# Your instructions:
Your answer should consist only of the lines from the line containing "For every instance of the lower" through the last line below, each repeated exactly.

(Photo-based referring expression data)

- - - -

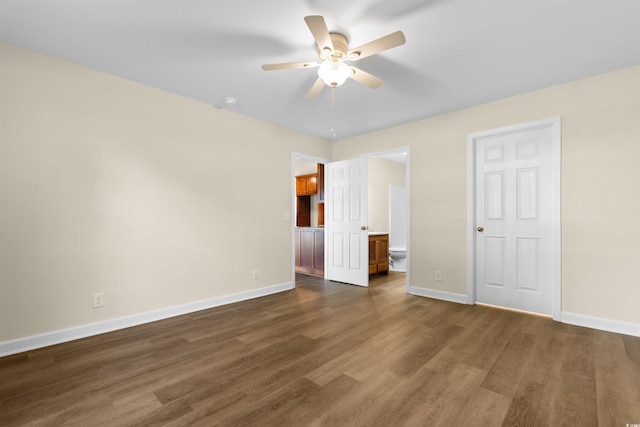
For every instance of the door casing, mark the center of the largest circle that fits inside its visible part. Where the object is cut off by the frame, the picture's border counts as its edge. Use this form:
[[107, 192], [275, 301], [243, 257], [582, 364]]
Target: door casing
[[555, 197]]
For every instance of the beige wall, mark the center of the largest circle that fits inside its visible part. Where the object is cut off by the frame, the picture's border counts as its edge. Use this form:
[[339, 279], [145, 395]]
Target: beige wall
[[154, 199], [600, 188], [108, 185], [382, 174]]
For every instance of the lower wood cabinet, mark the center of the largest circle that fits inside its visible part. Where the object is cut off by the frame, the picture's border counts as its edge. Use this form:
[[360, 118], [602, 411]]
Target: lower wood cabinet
[[379, 253], [310, 251]]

- - - -

# Output for this task:
For every instance of the lower wood cabinet, mark the center of the largest circle that fits inside its visible part. Where the object is cut off by the frame, the picture's border counts as its edge. Use this form:
[[360, 118], [602, 411]]
Target: lower wood cabinet
[[379, 253], [310, 251]]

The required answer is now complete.